Written problem A:
Locate every line in the rows that contains the word "white" and copy each one. Case counts.

Source excerpt:
BEGIN

The effectiveness of query expansion via external sources is very much dependent on the accurate disambiguation of query concepts. However, sense disambiguation methods are far from perfection resulting in multiple research works that attempt to improve the accuracy of disambiguation through improved measures of relatedness (e.g. Patwardhan et al. 2007)and via information extracted from external sources (e.g. Mihalcea 2007).

A noticeable limitation of using the Wordnet Ontology for query expansion is the limited coverage of concepts and phrases within the ontology. Query expansion via other external sources such as Wikipedia (e.g. Yinghao et al. 2007) and search logs (e.g. Cui et al. 2003) are of particular interest to fill the gaps of the Wordnet ontology, if not replace it. It is our postulation that external knowledge based query expansion would benefit most in the case where multiple external sources are utilized in the expansion concept extraction process. This is because ontologies such as WordNet provide semantically related expansion concepts whilst other corpus based external sources rely on concept proximity to determine concept relatedness. This restricts our ability to ensure that both direct and indirect links to a document are captured in the process of query expansion (described in Section 6.2)

END

Dataset rows:
BEGIN

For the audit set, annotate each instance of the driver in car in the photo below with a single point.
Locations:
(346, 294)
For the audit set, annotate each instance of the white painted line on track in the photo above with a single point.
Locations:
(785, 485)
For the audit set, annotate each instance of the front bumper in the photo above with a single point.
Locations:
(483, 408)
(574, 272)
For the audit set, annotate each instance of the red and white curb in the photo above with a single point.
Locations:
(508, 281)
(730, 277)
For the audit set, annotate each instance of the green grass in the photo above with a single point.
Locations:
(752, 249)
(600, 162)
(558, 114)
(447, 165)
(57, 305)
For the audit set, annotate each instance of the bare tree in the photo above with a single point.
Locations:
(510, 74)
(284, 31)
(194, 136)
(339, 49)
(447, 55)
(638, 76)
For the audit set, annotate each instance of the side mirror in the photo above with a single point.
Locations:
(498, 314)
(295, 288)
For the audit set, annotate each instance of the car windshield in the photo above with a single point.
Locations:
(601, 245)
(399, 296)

END
BEGIN

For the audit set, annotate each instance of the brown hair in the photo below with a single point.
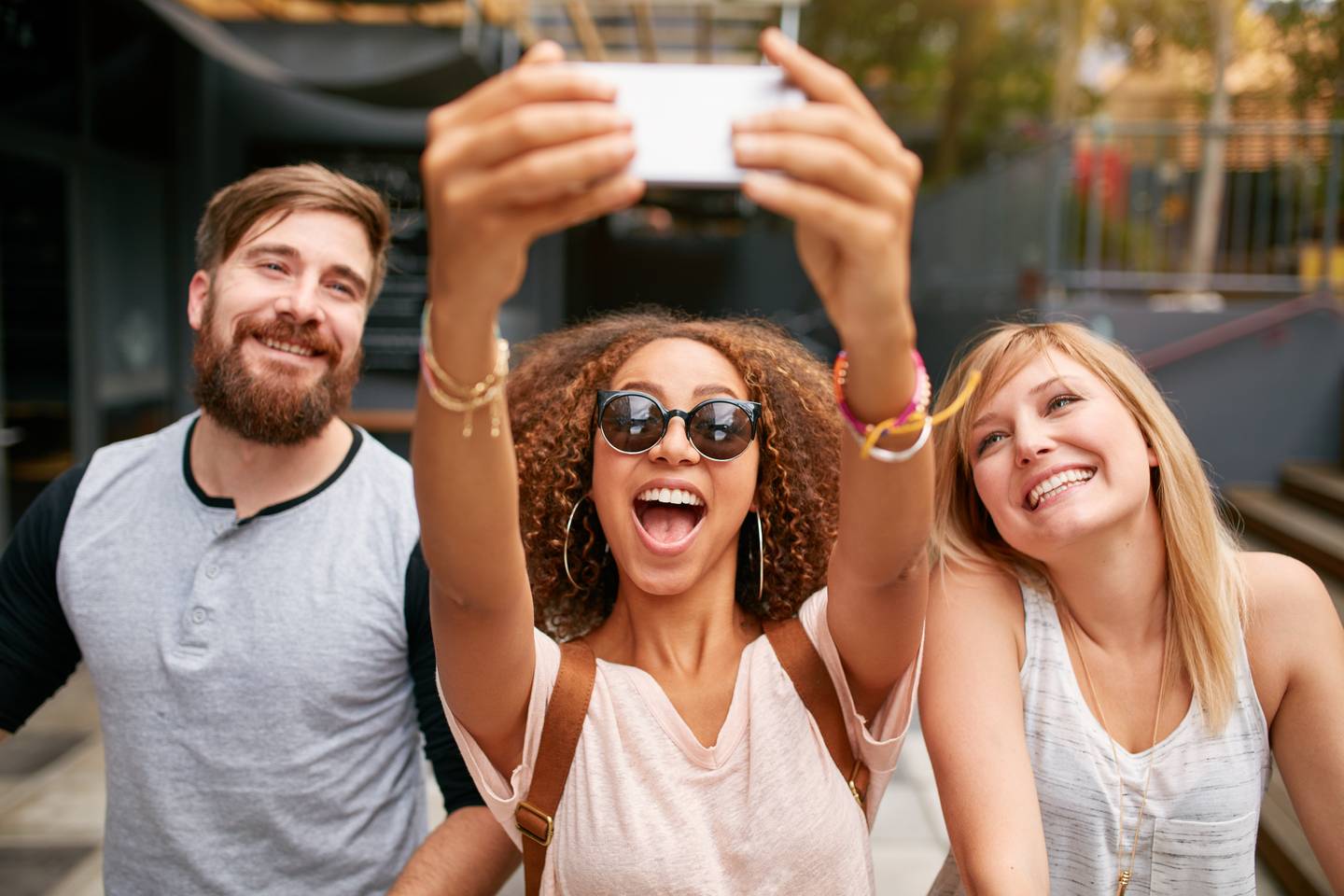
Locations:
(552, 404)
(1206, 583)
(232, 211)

END

Written problem B:
Condense the paragraph of the query expansion excerpt that begins "A noticeable limitation" into a short bulleted list that keeps its main facts.

Correct response A:
For the audit set, annotate each instance of the white painted line on track in the photo above with a single point.
For the audit set, annotate each instance of the red and white curb in the photo above with a single point.

Correct response B:
- WordNet covers only a limited range of concepts and phrases, which limits its usefulness for query expansion.
- Other external sources, such as Wikipedia and search logs, are of interest for filling WordNet's gaps, or even replacing it.
- The authors postulate that knowledge-based query expansion benefits most when several external sources are used to extract expansion concepts.
- This is because ontologies like WordNet supply semantically related concepts, while corpus-based sources judge relatedness by concept proximity.
- That difference restricts the ability to capture both direct and indirect links to a document during query expansion.